Location
- 101 N Church Street Poseyville, IndianaPosey County Southwestern Indiana United States

District information
- Grades: K–12
- Superintendent: Michael Galvin

Students and staff
- Students: 1,380
- Teachers: 107
- Athletic conference: Pocket Athletic Conference
- District mascot: Viking
- Colors: Red & Black

Other information
- Website: MSD of North Posey

= Metropolitan School District of North Posey County =

School district in Indiana

The Metropolitan School District of North Posey County, Indiana, commonly known as the MSD of North Posey, is the school corporation serving northern Posey County, Indiana.

The school district covers six townships in northern Posey County, which are: Bethel, Center, Harmony, Robb, Robinson and Smith. The school district also includes the towns of Poseyville, New Harmony, Cynthiana and Griffin. The census-designated place of Parkers Settlement is in the district. Other unincorporated communities in the district include Wadesville, Stewartsville, St. Wendel, and Blairsville.

==History==
Previously Posey County had a county school system, but it transitioned to a metropolitan school district system.

Representatives from Robb School Township, Smith School Township and Center-Robinson Consolidated Schools first met in Poseyville on July 28, 1956, and agreed to reorganize their districts into a single metropolitan school district. It was also agreed than Bethel School Township would be allowed to join the new school district any time it decided to do so. This decision was confirmed by a referendum on October 1, 1956. The referendum was held because there were people opposed to the school district consolidations who submitted official documents opposing them. The Metropolitan School District of North Posey County was formally created and named at a meeting in Wadesville on November 2, 1956. Other names suggested at the meeting for the new district were "Quintet" and "North Central".

**What you will do:**
Extend the article on the Metropolitan School District of North Posey County by writing the passage that comes after its final sentence. The rows that come next have no connection to the school district article above.

**Saved data entries:**

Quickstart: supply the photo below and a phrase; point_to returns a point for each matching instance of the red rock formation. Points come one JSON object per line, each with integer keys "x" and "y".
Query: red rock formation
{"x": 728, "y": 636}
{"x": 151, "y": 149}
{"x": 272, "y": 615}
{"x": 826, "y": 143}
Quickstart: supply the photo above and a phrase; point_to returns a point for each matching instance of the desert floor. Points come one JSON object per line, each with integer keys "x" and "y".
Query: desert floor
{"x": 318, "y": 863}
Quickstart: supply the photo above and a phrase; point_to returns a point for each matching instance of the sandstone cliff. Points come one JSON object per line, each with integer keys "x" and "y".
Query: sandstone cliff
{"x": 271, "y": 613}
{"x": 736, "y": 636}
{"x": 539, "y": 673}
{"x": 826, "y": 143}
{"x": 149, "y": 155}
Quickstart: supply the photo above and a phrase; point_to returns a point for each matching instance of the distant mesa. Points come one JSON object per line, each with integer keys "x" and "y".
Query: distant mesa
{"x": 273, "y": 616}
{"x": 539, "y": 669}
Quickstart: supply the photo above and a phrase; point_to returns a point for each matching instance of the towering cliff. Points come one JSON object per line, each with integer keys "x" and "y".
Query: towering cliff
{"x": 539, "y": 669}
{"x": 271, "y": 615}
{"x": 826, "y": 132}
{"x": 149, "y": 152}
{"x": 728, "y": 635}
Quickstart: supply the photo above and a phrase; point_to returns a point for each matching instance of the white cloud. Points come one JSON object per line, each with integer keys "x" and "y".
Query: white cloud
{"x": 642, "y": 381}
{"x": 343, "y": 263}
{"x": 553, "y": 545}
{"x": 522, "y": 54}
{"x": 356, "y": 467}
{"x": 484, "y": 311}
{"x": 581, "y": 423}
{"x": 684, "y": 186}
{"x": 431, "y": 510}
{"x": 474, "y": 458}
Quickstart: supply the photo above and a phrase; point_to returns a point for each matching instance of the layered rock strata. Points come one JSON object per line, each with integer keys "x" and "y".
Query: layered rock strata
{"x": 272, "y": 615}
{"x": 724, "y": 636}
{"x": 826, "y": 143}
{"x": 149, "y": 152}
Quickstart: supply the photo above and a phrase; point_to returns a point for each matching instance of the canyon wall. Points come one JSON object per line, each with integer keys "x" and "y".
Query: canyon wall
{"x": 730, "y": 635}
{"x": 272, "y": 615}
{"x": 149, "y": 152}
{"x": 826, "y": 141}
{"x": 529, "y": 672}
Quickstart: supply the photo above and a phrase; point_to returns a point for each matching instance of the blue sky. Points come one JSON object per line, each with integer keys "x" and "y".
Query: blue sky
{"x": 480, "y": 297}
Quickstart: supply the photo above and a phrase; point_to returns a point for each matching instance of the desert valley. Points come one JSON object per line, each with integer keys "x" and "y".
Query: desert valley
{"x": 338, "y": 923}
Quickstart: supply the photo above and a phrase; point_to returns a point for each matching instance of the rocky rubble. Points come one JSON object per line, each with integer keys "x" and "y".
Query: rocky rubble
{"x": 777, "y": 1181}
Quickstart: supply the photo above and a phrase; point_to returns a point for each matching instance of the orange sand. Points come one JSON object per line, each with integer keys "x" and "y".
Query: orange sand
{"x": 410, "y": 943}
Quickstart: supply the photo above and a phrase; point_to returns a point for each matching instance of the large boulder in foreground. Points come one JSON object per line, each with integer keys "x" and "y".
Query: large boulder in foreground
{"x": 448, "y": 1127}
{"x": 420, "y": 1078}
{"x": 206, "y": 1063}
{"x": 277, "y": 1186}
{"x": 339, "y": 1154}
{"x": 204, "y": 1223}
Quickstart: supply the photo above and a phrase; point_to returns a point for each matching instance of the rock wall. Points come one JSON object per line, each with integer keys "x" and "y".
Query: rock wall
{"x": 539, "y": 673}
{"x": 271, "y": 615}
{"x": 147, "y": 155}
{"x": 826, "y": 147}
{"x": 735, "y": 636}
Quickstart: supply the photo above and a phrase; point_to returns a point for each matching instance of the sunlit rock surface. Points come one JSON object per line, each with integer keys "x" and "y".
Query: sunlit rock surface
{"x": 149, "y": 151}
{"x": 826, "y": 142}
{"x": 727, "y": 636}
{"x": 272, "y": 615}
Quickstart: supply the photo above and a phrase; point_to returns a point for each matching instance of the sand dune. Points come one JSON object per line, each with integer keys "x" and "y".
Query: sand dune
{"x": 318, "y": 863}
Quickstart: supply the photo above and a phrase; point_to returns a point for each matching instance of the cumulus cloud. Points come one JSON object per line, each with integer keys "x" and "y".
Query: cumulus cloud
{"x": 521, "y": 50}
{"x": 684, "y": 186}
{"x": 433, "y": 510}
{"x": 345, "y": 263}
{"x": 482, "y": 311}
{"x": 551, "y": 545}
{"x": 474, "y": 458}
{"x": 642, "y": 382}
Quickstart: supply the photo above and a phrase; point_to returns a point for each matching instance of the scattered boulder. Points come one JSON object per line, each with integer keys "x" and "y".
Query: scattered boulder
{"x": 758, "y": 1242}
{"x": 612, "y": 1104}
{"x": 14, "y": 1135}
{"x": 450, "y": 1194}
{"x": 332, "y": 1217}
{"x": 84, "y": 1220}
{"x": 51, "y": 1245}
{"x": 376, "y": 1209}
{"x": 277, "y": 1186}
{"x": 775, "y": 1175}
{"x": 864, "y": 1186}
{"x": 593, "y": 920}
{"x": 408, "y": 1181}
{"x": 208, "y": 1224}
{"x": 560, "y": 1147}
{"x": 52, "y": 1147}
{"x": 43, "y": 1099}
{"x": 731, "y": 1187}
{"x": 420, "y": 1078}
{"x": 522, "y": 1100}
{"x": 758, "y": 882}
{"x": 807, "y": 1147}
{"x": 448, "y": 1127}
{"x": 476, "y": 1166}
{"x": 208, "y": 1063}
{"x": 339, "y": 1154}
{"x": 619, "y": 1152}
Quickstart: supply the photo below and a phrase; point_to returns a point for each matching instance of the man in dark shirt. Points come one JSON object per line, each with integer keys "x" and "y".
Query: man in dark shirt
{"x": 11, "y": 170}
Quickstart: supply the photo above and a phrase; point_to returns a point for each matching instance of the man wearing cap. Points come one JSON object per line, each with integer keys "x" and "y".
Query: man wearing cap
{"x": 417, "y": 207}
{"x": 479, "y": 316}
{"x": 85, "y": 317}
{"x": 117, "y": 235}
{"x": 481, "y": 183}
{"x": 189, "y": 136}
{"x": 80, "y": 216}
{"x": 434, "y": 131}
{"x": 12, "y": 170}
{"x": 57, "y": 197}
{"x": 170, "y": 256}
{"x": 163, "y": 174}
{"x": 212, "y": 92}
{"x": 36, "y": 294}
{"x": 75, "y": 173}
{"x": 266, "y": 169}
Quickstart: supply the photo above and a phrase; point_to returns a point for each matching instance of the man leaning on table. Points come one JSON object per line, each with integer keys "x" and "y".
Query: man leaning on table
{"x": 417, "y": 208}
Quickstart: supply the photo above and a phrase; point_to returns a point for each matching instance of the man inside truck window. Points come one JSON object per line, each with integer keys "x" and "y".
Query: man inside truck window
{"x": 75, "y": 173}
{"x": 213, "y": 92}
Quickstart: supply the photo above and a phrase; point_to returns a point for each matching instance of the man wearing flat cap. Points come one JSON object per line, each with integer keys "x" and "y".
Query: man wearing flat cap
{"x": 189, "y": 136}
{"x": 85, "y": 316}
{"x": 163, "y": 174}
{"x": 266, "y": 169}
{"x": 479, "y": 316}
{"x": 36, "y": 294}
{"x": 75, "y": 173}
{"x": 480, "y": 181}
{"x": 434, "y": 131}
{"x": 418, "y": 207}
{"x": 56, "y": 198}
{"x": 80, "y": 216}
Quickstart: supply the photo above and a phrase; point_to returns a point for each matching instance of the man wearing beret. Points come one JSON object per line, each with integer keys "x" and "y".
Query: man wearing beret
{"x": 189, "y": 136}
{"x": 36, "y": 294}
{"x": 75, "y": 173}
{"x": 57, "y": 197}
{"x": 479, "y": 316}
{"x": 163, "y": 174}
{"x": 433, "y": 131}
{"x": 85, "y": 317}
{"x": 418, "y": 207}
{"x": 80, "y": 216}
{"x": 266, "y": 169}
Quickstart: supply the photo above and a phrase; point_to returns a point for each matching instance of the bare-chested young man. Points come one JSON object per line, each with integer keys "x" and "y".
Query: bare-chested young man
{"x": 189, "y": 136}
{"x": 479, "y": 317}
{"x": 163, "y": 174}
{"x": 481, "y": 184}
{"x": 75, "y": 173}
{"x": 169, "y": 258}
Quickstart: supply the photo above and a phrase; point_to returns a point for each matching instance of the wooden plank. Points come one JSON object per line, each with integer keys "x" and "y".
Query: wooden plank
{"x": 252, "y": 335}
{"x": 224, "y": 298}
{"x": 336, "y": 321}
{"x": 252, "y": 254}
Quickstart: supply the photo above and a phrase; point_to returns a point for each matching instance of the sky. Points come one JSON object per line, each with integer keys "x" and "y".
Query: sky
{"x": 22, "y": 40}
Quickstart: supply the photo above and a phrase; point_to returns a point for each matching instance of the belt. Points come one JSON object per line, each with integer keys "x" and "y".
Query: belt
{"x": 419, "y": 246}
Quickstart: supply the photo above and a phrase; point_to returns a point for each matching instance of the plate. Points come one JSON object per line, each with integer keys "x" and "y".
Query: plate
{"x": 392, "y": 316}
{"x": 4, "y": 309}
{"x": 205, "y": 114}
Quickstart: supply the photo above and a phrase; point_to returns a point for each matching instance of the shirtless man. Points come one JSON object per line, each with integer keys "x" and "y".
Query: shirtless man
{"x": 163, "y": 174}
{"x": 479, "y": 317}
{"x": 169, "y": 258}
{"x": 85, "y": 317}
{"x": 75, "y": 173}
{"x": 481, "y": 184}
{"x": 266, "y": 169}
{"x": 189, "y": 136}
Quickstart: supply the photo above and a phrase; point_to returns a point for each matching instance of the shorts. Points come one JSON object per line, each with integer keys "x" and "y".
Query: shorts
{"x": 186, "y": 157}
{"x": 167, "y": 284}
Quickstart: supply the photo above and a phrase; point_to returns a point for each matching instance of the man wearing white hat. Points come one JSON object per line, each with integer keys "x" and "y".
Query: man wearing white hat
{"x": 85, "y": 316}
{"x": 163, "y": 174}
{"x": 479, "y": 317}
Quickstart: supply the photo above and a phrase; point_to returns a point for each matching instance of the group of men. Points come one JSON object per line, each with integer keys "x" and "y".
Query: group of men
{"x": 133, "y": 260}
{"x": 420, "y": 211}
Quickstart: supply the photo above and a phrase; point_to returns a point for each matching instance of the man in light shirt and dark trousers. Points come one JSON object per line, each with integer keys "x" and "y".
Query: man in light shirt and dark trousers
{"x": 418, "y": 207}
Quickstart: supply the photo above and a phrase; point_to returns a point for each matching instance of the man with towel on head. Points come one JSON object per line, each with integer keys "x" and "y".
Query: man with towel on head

**Exercise answer:**
In 1956, Eldon R. Crawford, previously the superintendent of Posey County Schools, became the superintendent of the North Posey County school district. He resigned from the former position after taking the latter.

In February 1957 Bethel School Township voters approved joining North Posey Schools, and so the township joined the new metropolitan school district on February 25, 1957. It was the final township in Posey County to have not joined a metropolitan school district.

In fall 1957 the district was scheduled to build a unified elementary school 2 mi from Wadesville, and it proposed a secondary school site 2.5 mi from Poseyville, and in turn it would convert the previous secondary school into another elementary school.

On January 19, 2012, it was announced that the Consolidated School Town of New Harmony and Harmony Township would be annexed by the MSD of North Posey County effective July 1, 2012.

==Facilities==
- North Posey High School
- North Posey Junior High School
- North Elementary School (Poseyville)
- South Terrace Elementary School (Blairsville)
  - It is 2 mi southeast of Wadesville. The district was scheduled to begin building this school in fall 1957. 10 classrooms were planned to be built.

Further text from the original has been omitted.